[Given records Boundary: Start]
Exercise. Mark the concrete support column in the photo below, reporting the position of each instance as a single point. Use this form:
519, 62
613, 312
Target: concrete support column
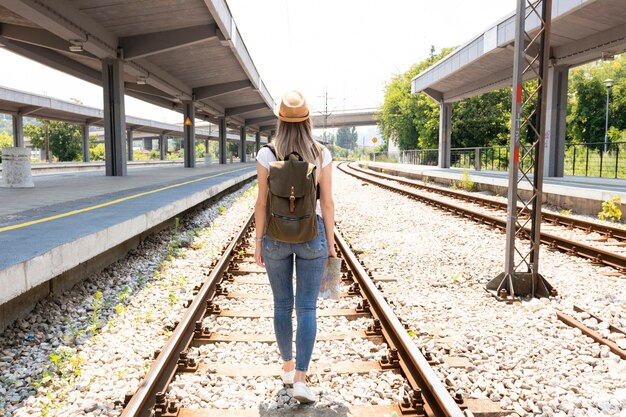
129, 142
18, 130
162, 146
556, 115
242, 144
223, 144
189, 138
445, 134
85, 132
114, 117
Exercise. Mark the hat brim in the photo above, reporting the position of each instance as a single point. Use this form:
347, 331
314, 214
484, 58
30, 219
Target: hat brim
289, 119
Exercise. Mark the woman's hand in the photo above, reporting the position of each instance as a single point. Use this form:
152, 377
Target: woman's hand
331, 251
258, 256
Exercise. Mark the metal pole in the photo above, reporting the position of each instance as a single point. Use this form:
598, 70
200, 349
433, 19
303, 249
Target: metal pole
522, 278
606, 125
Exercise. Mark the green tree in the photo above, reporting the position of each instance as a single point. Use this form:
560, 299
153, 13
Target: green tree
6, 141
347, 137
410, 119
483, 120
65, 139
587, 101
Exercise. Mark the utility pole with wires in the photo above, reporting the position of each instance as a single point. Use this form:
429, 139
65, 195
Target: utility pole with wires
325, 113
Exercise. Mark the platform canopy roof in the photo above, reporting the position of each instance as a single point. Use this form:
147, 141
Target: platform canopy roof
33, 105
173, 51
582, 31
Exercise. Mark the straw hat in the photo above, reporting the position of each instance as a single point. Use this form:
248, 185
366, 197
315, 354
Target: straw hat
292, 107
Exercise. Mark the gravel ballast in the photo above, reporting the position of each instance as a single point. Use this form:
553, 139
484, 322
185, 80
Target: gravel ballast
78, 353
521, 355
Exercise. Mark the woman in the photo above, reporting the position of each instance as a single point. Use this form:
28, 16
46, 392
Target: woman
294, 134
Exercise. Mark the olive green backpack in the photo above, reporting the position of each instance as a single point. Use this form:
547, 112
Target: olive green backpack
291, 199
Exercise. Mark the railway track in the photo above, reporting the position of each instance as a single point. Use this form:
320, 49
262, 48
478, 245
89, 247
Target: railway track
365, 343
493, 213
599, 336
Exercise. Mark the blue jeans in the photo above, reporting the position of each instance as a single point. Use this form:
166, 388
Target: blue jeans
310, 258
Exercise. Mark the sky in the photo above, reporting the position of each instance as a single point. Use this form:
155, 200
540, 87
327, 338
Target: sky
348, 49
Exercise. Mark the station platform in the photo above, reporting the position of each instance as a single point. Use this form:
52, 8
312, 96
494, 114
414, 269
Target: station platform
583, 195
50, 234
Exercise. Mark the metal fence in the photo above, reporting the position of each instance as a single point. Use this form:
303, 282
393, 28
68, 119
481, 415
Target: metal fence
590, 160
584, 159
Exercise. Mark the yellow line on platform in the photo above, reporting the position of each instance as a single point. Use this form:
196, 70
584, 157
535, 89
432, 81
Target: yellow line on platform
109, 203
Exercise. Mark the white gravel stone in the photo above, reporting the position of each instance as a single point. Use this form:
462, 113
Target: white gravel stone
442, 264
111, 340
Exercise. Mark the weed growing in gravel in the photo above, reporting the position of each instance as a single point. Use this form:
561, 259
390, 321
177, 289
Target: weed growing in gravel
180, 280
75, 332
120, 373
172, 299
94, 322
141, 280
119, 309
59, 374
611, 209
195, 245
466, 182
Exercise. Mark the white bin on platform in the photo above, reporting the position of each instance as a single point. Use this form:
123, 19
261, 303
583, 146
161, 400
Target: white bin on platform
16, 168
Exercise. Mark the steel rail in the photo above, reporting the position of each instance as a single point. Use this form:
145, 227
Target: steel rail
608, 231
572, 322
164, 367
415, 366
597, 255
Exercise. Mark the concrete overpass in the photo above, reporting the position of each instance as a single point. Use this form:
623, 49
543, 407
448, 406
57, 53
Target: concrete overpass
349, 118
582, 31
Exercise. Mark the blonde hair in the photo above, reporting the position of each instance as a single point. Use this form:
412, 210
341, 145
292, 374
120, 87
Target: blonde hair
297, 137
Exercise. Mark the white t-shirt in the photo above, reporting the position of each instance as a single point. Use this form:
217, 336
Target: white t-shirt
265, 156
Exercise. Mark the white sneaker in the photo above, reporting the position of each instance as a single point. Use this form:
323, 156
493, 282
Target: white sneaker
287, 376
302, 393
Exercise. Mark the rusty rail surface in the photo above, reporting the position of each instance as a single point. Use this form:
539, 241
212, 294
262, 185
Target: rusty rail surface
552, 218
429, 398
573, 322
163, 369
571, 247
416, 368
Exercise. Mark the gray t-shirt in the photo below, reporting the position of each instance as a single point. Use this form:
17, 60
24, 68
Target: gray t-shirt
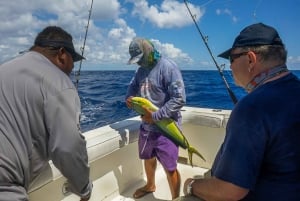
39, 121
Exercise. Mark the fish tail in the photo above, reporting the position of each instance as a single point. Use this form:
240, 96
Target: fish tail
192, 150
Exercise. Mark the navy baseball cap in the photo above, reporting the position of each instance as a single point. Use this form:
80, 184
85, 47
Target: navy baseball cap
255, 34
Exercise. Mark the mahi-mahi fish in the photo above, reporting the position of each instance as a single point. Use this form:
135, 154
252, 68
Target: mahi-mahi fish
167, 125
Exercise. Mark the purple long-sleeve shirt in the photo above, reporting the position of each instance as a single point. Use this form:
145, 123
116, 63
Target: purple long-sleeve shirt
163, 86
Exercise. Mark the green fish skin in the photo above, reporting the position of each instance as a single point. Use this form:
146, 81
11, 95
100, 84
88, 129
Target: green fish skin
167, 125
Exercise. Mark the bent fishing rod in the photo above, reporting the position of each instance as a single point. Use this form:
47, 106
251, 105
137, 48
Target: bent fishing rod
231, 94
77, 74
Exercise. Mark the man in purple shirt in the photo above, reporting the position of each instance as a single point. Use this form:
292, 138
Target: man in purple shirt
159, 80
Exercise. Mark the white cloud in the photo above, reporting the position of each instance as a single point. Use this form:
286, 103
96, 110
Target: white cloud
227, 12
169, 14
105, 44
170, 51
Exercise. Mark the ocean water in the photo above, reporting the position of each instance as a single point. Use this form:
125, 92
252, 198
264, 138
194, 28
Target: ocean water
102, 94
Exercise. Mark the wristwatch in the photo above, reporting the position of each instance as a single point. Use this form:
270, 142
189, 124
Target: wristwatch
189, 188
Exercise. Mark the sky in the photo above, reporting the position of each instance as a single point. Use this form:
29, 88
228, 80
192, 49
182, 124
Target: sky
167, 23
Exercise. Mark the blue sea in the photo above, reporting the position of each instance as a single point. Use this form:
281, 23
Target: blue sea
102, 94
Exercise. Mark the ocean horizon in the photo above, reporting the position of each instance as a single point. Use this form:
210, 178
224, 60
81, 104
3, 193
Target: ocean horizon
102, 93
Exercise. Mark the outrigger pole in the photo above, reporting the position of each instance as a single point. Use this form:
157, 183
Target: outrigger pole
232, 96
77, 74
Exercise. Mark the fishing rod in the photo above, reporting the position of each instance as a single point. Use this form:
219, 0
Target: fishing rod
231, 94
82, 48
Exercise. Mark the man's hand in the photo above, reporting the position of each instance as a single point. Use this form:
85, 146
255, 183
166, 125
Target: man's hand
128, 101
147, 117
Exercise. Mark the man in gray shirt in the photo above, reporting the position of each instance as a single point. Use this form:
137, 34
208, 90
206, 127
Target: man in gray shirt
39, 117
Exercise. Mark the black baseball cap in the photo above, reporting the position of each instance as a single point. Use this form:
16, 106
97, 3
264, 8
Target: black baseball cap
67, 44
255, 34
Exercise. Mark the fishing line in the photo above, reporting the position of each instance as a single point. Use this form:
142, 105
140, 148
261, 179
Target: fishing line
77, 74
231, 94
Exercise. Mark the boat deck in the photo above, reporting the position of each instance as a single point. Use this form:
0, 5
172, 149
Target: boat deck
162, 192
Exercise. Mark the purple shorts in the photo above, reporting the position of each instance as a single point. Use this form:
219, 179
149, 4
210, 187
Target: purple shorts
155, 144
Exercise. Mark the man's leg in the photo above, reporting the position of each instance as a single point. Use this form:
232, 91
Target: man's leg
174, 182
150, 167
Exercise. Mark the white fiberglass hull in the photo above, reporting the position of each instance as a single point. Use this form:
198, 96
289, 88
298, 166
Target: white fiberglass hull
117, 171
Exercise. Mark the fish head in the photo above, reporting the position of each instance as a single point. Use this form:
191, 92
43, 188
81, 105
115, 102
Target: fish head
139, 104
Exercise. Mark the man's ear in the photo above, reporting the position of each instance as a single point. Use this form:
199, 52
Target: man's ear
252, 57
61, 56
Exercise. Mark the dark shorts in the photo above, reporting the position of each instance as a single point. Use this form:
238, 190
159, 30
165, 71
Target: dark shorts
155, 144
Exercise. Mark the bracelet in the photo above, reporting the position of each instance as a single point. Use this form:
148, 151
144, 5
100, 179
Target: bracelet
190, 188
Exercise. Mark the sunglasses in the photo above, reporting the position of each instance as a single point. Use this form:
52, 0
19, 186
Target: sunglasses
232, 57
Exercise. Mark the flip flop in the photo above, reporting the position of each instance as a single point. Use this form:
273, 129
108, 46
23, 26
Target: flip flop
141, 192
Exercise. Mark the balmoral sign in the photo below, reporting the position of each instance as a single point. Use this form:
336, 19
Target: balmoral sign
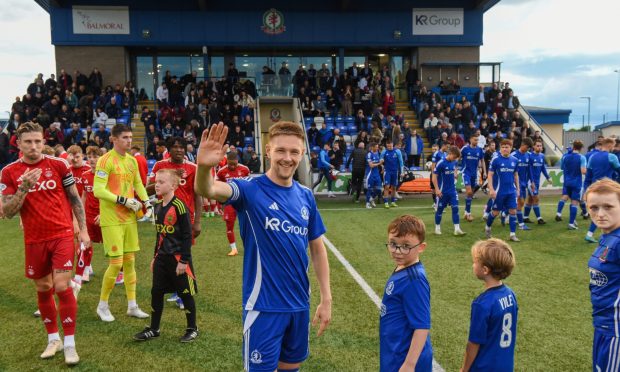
[Given records Boundary: End]
Copy each line from the records above that includes the string "balmoral".

Exercise. Mark the balmoral sign in the photo below, reporting the position of each instance as a single point. Use this form:
Target: balmoral sign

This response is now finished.